— Start of Exercise materials —

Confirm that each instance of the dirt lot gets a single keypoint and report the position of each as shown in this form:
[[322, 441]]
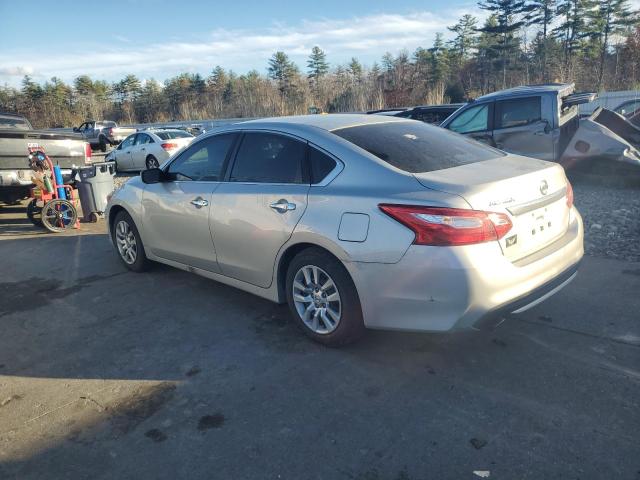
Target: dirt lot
[[108, 374]]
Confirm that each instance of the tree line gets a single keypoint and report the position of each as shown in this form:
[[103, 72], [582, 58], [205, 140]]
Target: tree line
[[594, 43]]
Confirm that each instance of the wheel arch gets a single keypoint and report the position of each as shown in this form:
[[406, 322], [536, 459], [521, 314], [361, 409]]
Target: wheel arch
[[289, 254]]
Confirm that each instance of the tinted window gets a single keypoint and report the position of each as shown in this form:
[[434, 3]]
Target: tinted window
[[321, 165], [170, 135], [13, 122], [474, 119], [417, 147], [127, 142], [143, 138], [517, 112], [204, 160], [269, 158], [431, 116]]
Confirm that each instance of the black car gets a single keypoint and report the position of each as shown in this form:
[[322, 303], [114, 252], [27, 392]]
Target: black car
[[434, 114]]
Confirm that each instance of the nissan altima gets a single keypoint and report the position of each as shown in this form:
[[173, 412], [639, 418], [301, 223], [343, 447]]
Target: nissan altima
[[357, 221]]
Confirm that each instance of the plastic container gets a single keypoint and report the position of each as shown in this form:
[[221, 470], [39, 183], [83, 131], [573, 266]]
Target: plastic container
[[96, 182]]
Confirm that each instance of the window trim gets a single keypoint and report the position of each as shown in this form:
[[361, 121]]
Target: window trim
[[332, 174], [306, 168], [490, 113], [225, 163], [495, 112]]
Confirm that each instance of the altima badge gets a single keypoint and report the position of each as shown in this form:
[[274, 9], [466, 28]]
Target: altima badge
[[544, 187]]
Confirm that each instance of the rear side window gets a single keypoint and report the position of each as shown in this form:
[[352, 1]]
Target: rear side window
[[474, 119], [321, 165], [517, 112], [204, 160], [171, 135], [143, 138], [417, 147], [269, 158]]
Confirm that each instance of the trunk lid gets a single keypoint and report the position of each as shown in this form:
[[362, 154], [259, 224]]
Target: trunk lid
[[532, 192]]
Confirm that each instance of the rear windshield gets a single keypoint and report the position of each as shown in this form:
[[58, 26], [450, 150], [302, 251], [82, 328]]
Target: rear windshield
[[170, 135], [416, 147], [14, 122]]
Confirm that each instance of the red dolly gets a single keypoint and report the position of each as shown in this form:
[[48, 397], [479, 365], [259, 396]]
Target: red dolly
[[46, 208]]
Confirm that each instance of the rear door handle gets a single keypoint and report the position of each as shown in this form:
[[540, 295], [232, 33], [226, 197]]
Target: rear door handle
[[283, 206], [199, 202]]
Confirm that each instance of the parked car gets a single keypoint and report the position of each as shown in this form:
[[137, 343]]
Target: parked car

— End of Exercise materials —

### Stated task
Render the part of the records above that opens with the line containing "Confirm that each instance of the altima" and closes with the line containing "[[544, 187]]" as a Markdown table with two columns, Row and Line. Number each line, and leave out any blank lines.

### Exercise output
| Row | Line |
|---|---|
| 1 | Confirm that each instance of the altima badge gets a single keypoint and report the position of each as shown in this form: |
| 2 | [[274, 9], [466, 28]] |
| 3 | Target: altima badge |
| 4 | [[544, 187]] |